** start of Recorded information **

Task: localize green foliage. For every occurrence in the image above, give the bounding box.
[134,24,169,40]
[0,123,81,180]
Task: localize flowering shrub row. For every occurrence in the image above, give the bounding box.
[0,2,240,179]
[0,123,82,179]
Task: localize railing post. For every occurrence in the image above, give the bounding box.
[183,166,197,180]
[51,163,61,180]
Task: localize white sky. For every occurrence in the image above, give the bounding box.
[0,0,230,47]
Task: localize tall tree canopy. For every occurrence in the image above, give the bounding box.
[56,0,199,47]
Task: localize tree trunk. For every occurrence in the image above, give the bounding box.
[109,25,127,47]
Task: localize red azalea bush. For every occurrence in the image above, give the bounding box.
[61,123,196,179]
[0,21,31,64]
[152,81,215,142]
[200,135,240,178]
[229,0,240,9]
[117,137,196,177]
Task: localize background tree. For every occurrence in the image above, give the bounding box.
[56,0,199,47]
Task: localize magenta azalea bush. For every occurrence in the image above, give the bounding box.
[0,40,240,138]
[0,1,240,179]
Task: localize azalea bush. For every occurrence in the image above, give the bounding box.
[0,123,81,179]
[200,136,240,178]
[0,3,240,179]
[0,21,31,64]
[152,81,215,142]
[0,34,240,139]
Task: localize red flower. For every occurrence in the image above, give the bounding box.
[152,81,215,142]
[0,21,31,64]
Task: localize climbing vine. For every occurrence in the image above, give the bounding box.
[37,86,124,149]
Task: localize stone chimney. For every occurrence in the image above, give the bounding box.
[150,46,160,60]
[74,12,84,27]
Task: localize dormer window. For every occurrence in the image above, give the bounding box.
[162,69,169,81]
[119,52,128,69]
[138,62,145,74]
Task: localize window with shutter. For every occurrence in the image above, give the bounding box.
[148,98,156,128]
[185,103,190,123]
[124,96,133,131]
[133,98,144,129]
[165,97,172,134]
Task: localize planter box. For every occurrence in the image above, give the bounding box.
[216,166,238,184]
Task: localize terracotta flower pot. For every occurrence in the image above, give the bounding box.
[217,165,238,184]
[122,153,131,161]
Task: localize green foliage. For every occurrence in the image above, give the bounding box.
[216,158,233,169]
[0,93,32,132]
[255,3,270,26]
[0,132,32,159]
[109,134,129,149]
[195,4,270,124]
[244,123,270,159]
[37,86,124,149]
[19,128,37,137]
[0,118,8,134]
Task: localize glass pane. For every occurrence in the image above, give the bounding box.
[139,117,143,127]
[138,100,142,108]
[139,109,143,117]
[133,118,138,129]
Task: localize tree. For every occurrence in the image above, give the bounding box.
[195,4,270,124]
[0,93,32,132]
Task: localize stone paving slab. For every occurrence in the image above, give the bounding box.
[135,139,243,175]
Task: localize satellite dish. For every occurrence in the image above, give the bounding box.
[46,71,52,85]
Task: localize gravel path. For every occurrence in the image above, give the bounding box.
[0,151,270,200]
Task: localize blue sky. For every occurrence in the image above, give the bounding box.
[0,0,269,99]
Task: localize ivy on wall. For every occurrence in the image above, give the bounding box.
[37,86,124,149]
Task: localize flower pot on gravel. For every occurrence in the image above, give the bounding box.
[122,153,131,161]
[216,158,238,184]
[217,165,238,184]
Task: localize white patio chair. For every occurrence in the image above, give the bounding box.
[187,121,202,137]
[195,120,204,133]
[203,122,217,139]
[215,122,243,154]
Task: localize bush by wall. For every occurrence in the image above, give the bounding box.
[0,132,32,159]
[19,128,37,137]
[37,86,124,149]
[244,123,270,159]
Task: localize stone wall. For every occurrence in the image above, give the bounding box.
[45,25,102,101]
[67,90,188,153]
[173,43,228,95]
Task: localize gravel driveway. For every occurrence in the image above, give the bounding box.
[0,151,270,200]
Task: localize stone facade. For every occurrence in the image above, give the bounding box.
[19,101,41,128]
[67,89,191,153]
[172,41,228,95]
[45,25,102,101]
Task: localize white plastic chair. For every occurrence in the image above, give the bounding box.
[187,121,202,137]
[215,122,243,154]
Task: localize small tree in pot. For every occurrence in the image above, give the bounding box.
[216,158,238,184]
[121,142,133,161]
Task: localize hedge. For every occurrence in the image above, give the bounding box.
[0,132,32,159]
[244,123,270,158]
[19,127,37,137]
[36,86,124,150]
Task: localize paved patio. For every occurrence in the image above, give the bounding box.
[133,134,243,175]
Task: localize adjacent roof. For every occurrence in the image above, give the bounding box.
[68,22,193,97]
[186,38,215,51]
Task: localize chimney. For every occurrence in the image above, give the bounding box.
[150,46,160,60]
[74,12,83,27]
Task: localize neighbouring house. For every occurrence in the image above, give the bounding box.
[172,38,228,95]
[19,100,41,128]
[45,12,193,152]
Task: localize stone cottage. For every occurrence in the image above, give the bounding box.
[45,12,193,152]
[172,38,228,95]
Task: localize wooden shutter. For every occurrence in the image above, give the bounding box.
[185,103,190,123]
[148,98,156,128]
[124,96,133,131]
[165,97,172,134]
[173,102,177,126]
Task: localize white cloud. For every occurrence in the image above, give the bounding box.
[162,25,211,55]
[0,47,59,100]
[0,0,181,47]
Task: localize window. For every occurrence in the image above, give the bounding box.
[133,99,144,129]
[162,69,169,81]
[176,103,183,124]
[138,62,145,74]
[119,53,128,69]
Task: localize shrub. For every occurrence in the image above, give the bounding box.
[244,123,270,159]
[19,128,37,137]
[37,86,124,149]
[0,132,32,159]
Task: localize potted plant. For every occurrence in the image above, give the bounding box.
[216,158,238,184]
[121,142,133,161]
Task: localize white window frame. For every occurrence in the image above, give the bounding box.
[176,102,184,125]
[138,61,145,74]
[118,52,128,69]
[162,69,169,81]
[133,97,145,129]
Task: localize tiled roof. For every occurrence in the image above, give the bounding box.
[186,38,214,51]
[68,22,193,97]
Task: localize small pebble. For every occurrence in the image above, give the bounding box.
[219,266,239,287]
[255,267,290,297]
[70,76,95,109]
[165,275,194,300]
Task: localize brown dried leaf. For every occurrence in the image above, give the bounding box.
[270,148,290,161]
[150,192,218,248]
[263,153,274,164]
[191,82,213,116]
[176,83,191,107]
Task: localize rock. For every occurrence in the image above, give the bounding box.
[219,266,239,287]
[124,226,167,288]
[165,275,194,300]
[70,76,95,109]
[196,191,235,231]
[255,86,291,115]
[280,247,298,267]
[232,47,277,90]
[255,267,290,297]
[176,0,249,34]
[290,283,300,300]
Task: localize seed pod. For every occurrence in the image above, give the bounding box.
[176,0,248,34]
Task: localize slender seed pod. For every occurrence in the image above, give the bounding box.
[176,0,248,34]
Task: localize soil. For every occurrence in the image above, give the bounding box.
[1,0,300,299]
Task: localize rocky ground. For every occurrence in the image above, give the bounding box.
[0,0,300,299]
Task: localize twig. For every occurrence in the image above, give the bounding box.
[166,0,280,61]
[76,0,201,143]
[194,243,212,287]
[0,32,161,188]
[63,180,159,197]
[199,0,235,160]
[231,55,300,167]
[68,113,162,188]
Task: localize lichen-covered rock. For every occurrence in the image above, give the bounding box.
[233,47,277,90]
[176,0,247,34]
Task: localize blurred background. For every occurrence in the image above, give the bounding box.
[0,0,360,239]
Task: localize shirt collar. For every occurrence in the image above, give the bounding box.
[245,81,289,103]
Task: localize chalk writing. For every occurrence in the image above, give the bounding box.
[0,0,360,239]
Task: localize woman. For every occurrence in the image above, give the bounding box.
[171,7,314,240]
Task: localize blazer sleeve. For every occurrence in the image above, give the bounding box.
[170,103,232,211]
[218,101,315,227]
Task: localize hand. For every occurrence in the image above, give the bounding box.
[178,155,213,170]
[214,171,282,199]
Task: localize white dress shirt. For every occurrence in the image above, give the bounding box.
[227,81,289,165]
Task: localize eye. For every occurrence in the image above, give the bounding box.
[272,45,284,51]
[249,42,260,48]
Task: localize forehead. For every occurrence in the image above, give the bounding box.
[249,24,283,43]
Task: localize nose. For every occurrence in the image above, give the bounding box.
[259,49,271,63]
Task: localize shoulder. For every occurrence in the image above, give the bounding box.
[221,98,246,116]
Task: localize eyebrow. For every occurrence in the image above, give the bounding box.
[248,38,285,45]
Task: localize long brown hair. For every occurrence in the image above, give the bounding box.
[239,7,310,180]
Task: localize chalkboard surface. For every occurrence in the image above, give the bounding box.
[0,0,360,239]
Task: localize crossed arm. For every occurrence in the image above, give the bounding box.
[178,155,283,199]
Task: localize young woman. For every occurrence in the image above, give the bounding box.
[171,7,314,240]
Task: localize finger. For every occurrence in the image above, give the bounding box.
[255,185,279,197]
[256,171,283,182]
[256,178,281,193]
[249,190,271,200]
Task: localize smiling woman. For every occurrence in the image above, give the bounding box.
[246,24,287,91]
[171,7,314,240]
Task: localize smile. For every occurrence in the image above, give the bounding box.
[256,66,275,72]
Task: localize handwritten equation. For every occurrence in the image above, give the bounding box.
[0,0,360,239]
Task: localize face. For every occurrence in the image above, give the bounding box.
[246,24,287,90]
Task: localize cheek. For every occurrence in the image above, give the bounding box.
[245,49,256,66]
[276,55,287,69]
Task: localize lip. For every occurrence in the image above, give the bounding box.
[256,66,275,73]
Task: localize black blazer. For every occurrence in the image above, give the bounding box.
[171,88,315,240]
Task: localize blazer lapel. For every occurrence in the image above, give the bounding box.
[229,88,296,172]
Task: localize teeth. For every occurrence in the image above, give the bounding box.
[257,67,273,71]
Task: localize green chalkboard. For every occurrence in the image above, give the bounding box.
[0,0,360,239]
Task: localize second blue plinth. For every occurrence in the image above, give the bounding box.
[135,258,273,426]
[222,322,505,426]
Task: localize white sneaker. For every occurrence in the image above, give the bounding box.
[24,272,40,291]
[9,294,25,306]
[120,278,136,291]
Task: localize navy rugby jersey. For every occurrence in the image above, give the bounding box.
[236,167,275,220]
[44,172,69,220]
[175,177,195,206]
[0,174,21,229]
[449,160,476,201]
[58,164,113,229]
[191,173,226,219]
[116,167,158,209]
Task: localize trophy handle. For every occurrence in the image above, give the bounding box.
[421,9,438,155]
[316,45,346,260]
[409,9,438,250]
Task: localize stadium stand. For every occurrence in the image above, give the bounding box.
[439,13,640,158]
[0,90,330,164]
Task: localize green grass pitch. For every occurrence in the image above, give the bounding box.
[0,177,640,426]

** end of Recorded information **

What is asked:
Could you render everything in the material from the line containing "Task: localize azalea" down to the line containing "[216,166,238,184]" as a two-column CSV with the headers task and boxes? Give one row for each line beginning with "Task:" and the lines that follow it, put each field in quotation marks, and turn line breaks into spaces.

Task response:
task,boxes
"Task: localize azalea bush. For every occurrence in the image above, give the bounding box.","[0,123,81,179] [200,136,240,178] [0,3,240,179] [0,21,31,64] [152,81,215,142] [0,34,240,139]"
"Task: localize red flower. For every occurrence in the image above, give the bounding box.","[152,81,215,142] [0,21,31,64]"
"Task: localize climbing vine. For every occurrence in the image above, give the bounding box.","[37,86,124,149]"
"Task: localize stone chimney. For every occurrence in the image above, give the bounding box.","[150,46,160,60] [74,12,84,27]"
"Task: localize dormer window. For every occurrence in the image above, give the bounding box.","[162,69,169,81] [119,52,128,69] [138,62,145,74]"
"Task: localize window with shutter. For every occurrence in the image above, give the bounding box.","[148,98,156,128] [185,103,190,123] [124,96,133,131] [133,98,144,129] [165,97,172,134]"
"Task: localize planter box. For every occurrence in the image above, give the bounding box.","[216,166,238,184]"